[Opening Information given section]
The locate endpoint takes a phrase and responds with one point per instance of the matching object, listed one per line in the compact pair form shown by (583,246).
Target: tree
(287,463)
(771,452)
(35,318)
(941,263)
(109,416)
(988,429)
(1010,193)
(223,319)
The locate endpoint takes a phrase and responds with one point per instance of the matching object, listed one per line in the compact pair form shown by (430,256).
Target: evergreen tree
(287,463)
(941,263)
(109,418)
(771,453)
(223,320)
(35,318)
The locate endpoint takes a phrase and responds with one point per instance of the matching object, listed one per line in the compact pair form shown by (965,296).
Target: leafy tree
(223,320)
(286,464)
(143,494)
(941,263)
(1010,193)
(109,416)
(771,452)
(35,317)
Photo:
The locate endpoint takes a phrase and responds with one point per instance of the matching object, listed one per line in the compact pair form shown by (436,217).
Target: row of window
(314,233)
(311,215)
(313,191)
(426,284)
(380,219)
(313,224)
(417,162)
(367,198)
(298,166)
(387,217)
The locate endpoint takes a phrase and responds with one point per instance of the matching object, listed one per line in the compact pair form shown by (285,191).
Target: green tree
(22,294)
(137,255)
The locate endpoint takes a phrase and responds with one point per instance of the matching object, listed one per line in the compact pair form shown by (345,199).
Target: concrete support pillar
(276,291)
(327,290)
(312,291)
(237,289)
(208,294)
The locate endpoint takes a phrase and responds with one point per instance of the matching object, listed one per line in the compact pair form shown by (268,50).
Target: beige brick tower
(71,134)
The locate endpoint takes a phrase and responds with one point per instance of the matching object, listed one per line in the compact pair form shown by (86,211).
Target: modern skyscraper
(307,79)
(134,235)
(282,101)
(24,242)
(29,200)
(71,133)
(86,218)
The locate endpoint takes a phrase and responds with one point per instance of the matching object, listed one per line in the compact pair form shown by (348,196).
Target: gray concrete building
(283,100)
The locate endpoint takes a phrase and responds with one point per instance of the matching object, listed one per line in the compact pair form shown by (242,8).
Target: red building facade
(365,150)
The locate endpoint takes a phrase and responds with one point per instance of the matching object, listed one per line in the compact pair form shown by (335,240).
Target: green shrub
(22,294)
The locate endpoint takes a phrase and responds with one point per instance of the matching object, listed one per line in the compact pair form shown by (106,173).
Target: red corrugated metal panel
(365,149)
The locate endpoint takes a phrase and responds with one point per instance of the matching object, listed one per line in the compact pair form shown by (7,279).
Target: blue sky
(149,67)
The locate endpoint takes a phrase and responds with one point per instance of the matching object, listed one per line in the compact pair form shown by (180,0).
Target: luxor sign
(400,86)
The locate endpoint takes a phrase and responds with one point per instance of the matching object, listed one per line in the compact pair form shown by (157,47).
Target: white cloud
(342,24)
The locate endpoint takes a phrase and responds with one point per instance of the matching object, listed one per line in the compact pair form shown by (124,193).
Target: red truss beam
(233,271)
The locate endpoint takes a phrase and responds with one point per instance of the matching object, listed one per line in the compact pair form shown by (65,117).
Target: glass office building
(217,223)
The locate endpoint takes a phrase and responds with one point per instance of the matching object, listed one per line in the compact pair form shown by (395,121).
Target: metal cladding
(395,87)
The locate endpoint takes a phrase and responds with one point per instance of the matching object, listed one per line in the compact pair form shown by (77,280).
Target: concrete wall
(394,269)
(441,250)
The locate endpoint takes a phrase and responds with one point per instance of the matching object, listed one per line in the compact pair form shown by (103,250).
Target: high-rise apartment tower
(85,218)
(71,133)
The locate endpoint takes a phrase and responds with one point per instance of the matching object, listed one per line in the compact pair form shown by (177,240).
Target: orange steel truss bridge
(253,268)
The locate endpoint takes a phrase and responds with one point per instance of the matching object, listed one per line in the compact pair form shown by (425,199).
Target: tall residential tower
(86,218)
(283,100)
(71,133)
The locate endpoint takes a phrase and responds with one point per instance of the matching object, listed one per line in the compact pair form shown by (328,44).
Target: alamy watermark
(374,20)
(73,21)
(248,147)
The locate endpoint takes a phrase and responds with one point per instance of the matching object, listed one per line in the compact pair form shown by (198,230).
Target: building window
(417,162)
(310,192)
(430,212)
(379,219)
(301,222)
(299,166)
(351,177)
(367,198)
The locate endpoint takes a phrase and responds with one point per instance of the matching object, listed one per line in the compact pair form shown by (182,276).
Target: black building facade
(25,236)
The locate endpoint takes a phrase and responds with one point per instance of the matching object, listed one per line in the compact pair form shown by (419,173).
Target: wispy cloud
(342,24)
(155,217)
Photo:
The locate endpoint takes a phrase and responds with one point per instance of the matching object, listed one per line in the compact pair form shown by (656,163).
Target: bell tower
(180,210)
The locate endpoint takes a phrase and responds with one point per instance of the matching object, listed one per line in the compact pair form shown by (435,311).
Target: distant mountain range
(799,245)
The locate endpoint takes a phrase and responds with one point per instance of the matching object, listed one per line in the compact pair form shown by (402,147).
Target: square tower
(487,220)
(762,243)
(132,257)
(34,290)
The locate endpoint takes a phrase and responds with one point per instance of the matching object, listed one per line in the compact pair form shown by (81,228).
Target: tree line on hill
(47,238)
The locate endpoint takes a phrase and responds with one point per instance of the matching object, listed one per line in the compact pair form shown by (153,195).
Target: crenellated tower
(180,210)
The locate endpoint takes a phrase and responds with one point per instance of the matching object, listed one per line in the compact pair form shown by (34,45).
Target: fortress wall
[Closing Information given section]
Directions –
Every line from the one with "Target: black building facade" to the end of the records above should be returned exactly, and no other lines.

Task response –
Target: black building facade
(25,236)
The locate endpoint takes a phrase and responds with one point per instance of the matching object, listed one per line in the compact pair form shown by (419,173).
Target: wispy cloud
(342,24)
(155,217)
Photo:
The locate endpoint takes a phrase and responds with one point per instance of the matching object, listed one per line in the compact pair form shown by (656,163).
Target: bell tower
(180,210)
The locate endpoint takes a phrase and responds with one point per instance of the matching object, listed one per line in the compact pair form shown by (435,311).
Target: distant mountain range
(799,245)
The locate endpoint takes a phrase and responds with one point per instance of the matching object, listed one per line in the compact pair form shown by (402,147).
Target: square tower
(487,220)
(762,243)
(132,257)
(34,290)
The locate endpoint takes a phrase and responds with one point per instance of the matching object, listed one per line in the compact pair form shown by (81,228).
Target: tree line on hill
(47,238)
The locate endpoint takes a phrase and responds with one point per instance of the matching object, listed one per line in the compact pair form shown by (153,195).
Target: crenellated tower
(180,210)
The locate endpoint takes a phrase and responds with one point per instance of the matching object, listed one per line in the compact pair form shown by (34,45).
Target: fortress wall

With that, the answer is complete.